:: Reading text ::
_ _ _

KUOW Photo/Megan Farmer

Evictions in King County have wreaked havoc on the black community, researchers at the University of Washington have concluded.

In a report looking at evictions across Washington state, the researchers determined that one in 11 black King County residents were evicted between 2004 and 2017.

The rate of displacement was even higher for Pierce County. There, one in six black residents were evicted over the same time span.

"That means that evictions are a civil rights issue," lead researcher and report co-author Tim Thomas said on Thursday.

Thomas and his colleagues scraped court records from across Washington state to get the names and addresses of people who had "unlawful detainers" — people who were given three days to pay rent or move out and who didn't pay up. The researchers then used a machine learning program on those two pieces of information to infer the races of the people on the list.

"For example, if a person has a last name of 'Jackson,' there's a higher probability that they're African-American," Thomas said. "But if they live in a white neighborhood [and their last name is Jackson], they're likely to be white. In a black neighborhood, they're likely to be black."

The results were "horrifying," said Sade Smith, Seattle NAACP executive committee member and public defender.

"We can't have this type of data and do what we've always done, which is nothing," she said.

A major finding from the report showed that 50 percent of eviction cases in King County resulted in default — meaning that the renter didn't show up and the judge automatically issued an order in favor of the landlord's terms.

Just 8 percent of defendants in these cases had legal representation.

"Our Constitution protects people criminally with representation and it requires that, but there's a lot that's left out of that," Smith said.

If someone's found in default on an eviction case, that impacts their future ability to find housing — and by extension their children's futures, Smith said.

"We're talking about stealing from people's generational wealth," she added.

Eviction is the leading cause of homelessness, a well-established crisis in Seattle. An estimated 12,000 people are homeless in King County on any given night.

"Anyone who's wondering why we have a homelessness crisis should go watch an eviction," said Xochitl Maykovich, co-chair of the Seattle Women's Commission and a tenant rights advocate who co-authored a report on local evictions last year.

_ _ _

:: Entries ::
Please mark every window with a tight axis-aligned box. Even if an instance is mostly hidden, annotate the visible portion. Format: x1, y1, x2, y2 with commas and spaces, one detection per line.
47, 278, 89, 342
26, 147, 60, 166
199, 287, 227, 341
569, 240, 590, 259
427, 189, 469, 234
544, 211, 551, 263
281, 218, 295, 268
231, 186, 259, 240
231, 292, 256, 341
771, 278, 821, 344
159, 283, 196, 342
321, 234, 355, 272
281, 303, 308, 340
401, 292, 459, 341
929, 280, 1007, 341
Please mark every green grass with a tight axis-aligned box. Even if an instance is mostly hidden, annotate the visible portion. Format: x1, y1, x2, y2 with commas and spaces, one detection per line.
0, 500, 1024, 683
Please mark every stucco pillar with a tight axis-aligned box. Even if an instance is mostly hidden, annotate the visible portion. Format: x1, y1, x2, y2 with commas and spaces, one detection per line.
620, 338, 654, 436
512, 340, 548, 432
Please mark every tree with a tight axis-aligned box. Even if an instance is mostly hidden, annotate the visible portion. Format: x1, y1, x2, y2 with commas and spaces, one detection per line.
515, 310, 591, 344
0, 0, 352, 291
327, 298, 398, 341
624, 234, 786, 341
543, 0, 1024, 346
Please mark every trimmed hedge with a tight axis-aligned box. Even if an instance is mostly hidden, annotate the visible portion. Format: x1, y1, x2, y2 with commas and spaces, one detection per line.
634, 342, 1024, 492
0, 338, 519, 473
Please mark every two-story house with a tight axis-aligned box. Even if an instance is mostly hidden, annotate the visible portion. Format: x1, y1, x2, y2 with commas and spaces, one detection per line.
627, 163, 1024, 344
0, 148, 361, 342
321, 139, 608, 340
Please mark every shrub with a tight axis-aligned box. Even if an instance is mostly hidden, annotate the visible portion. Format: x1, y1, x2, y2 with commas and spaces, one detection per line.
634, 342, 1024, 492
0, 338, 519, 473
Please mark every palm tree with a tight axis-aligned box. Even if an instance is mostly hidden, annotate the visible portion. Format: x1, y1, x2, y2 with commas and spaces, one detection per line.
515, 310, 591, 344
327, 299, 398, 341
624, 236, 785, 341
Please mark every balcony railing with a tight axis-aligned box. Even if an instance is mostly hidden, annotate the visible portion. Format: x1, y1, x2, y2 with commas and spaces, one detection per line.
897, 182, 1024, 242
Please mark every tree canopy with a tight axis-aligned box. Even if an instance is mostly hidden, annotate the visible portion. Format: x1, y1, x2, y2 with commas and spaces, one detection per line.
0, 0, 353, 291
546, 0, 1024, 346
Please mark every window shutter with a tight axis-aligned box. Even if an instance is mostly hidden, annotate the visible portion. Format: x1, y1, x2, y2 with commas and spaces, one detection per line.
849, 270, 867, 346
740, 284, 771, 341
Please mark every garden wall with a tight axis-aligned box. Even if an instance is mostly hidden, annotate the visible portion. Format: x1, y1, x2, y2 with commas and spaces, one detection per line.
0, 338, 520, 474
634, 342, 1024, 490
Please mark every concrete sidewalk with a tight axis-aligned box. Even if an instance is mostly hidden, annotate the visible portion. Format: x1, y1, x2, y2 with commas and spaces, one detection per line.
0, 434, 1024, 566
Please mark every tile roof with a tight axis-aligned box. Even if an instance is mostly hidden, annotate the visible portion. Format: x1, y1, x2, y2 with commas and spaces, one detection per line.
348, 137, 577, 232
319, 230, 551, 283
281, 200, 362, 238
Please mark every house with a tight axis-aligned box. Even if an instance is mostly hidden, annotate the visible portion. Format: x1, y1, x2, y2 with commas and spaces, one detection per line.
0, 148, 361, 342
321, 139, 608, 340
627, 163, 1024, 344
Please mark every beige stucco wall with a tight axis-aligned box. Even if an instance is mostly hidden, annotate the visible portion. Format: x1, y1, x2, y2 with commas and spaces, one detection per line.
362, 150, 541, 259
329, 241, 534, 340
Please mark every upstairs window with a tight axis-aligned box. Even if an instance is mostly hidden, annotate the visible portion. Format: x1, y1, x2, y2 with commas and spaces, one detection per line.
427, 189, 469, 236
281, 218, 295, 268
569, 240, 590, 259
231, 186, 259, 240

_ _ _

:: Tasks to complete ::
1. Reproduce word for word the part of the eviction report text starting at "Just 8 percent" and ending at "futures, Smith said.".
2. Write the next part of the article on evictions in King County, picking up after its final sentence.
The records are not used in any way for this work.

:: The replies ::
1.
Just 8 percent of defendants in these cases had legal representation.

"Our Constitution protects people criminally with representation and it requires that, but there's a lot that's left out of that," Smith said.

If someone's found in default on an eviction case, that impacts their future ability to find housing — and by extension their children's futures, Smith said.

2.
That report, which looked at more than 1,000 evictions in Seattle alone, also drew attention to racial disparities: Black tenants were evicted at 4.5 times the rate of what would be expected for the population size.

Maykovich pointed out that when life emergencies happen — a sudden and devastating illness, loss of a job, or loss of a family member — white families often have financial support to fall back on.

"For a lot of people of color, you don't have familial wealth to lean on," Maykovich said. "With having that one emergency, when you don't have that money to lean on, you don't have any options."

Advocates like Maykovich are currently trying to change the way evictions are handled in Washington state. A pair of bills in the state House and Senate (HB 1453 and SB 5600 respectively) would, among other things, extend the amount of time someone has to cough up rent or be evicted: from three days, as it currently stands, to 14 days.

Tim Thomas, the lead researcher behind the UW study, says he isn't done investigating the impacts of evictions locally.

One interesting aspect of local evictions is that they've declined in recent years, he said.

But that doesn't mean Seattle's making progress.

"We think the reason the decline is occurring is because of displacement and because those people have entered the homeless population," Thomas said. "In other words, they disappeared out of the market because there was nowhere else for them to go."

He plans to test that theory next.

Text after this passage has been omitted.